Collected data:
..........

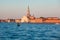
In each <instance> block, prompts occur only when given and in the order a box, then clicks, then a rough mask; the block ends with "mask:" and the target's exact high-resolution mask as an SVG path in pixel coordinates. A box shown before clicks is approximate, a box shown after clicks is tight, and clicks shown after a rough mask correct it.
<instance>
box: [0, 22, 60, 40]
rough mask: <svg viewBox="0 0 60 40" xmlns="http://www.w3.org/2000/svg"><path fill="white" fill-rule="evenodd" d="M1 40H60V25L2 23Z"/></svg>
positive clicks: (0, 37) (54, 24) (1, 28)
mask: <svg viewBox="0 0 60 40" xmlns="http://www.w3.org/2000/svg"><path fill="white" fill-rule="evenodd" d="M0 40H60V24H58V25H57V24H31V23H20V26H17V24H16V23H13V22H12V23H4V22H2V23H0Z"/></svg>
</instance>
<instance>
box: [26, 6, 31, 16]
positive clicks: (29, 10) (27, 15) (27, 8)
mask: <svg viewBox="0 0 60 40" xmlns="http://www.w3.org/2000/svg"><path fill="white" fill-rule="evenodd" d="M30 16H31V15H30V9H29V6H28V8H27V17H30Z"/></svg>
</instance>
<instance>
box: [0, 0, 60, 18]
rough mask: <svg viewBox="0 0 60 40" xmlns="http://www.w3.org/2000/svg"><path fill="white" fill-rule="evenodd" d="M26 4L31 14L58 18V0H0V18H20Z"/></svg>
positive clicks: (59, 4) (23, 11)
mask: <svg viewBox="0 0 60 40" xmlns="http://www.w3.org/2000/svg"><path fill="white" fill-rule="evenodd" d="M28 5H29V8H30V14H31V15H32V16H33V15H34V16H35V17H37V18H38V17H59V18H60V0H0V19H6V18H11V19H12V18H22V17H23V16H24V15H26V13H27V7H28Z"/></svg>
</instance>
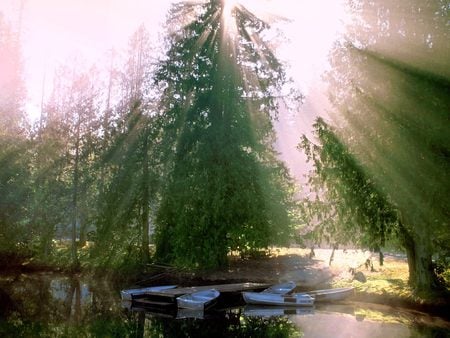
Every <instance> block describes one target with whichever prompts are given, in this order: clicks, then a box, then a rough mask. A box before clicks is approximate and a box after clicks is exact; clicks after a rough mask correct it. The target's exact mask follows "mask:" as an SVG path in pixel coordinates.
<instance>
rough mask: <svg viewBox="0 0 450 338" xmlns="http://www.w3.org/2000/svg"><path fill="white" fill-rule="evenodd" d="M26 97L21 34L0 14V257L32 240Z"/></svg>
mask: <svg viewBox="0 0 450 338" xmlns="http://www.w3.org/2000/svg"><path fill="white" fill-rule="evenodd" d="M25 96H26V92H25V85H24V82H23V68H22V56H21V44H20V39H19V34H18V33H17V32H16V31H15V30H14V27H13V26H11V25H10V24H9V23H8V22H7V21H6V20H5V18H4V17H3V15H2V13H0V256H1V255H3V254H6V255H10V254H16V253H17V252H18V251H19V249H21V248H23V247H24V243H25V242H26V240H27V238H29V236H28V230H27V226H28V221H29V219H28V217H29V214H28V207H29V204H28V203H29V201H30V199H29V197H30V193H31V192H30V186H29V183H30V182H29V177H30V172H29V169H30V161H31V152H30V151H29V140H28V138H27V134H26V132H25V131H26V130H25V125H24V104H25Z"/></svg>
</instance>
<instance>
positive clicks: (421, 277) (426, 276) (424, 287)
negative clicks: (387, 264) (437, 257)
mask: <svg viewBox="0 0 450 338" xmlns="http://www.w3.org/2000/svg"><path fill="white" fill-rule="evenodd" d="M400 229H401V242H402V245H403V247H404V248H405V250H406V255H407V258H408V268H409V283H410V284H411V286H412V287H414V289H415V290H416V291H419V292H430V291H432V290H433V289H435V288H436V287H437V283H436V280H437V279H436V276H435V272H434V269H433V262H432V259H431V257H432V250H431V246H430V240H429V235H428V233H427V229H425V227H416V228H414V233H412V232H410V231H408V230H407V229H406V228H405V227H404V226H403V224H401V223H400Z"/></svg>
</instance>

..........

--- Assignment ---
Please print each of the records word for word, keeping the pictures out.

--- Answer to the exercise ---
In each <instance> block, prompts occur only when given and in the order a box, then clicks, then a rough mask; the block ends with "mask:" and the target's exact high-resolution mask as an SVG path in pixel coordinates. A box shown before clicks is approximate, a box shown after clicks is tight, and clicks shown after a rough mask correct it.
<instance>
box: [0, 22, 60, 40]
rough mask: <svg viewBox="0 0 60 40" xmlns="http://www.w3.org/2000/svg"><path fill="white" fill-rule="evenodd" d="M1 40H60V25L2 23Z"/></svg>
positive clicks: (0, 37) (54, 24) (1, 28)
mask: <svg viewBox="0 0 60 40" xmlns="http://www.w3.org/2000/svg"><path fill="white" fill-rule="evenodd" d="M0 40H60V24H58V25H57V24H31V23H20V26H17V24H16V23H13V22H12V23H4V22H2V23H0Z"/></svg>
</instance>
<instance>
box: [26, 6, 31, 16]
positive clicks: (29, 10) (27, 15) (27, 8)
mask: <svg viewBox="0 0 60 40" xmlns="http://www.w3.org/2000/svg"><path fill="white" fill-rule="evenodd" d="M30 16H31V15H30V9H29V6H28V8H27V17H30Z"/></svg>
</instance>
<instance>
box: [0, 0, 60, 18]
rough mask: <svg viewBox="0 0 60 40" xmlns="http://www.w3.org/2000/svg"><path fill="white" fill-rule="evenodd" d="M26 4L31 14L58 18V0H0V18H20Z"/></svg>
positive clicks: (59, 4) (23, 11)
mask: <svg viewBox="0 0 60 40" xmlns="http://www.w3.org/2000/svg"><path fill="white" fill-rule="evenodd" d="M28 5H29V8H30V14H31V15H32V16H33V15H34V16H35V17H37V18H38V17H59V18H60V0H0V19H6V18H11V19H12V18H22V17H23V16H24V15H26V13H27V7H28Z"/></svg>
</instance>
Every <instance> block describes one target with whichever prompts are given, in this order: clicks, then a box, then a rough mask. A box before clicks is approximate and a box after clicks is exact; clicks after a rough mask correct it. The target's exact mask follows "mask:" as an SVG path in pixel coordinates.
<instance>
rough mask: <svg viewBox="0 0 450 338" xmlns="http://www.w3.org/2000/svg"><path fill="white" fill-rule="evenodd" d="M26 97L21 34L0 14V257L32 240Z"/></svg>
mask: <svg viewBox="0 0 450 338" xmlns="http://www.w3.org/2000/svg"><path fill="white" fill-rule="evenodd" d="M25 96H26V92H25V85H24V82H23V68H22V56H21V44H20V39H19V34H18V33H17V32H16V31H15V30H14V27H13V26H11V25H10V24H9V23H8V22H7V21H6V20H5V18H4V17H3V15H2V13H0V256H1V255H3V254H6V255H10V254H16V253H17V252H18V251H19V249H21V248H23V247H24V243H25V242H26V240H27V238H29V236H28V230H27V226H28V221H29V219H28V217H29V214H28V207H29V204H28V203H29V201H30V199H29V197H30V193H31V192H30V186H29V183H30V182H29V177H30V172H29V169H30V161H31V152H30V151H29V140H28V138H27V134H26V132H25V131H26V130H25V125H24V104H25Z"/></svg>
</instance>
<instance>
positive clicks: (421, 277) (426, 276) (424, 287)
negative clicks: (387, 264) (437, 257)
mask: <svg viewBox="0 0 450 338" xmlns="http://www.w3.org/2000/svg"><path fill="white" fill-rule="evenodd" d="M400 229H401V242H402V245H403V247H404V248H405V250H406V255H407V258H408V268H409V283H410V284H411V286H412V287H414V289H415V290H416V291H419V292H430V291H432V290H433V289H435V288H436V287H437V283H436V280H437V279H436V276H435V272H434V269H433V262H432V259H431V257H432V250H431V246H430V240H429V235H428V233H427V229H425V227H416V228H414V233H412V232H410V231H408V230H407V229H406V228H405V227H404V226H403V224H401V223H400Z"/></svg>
</instance>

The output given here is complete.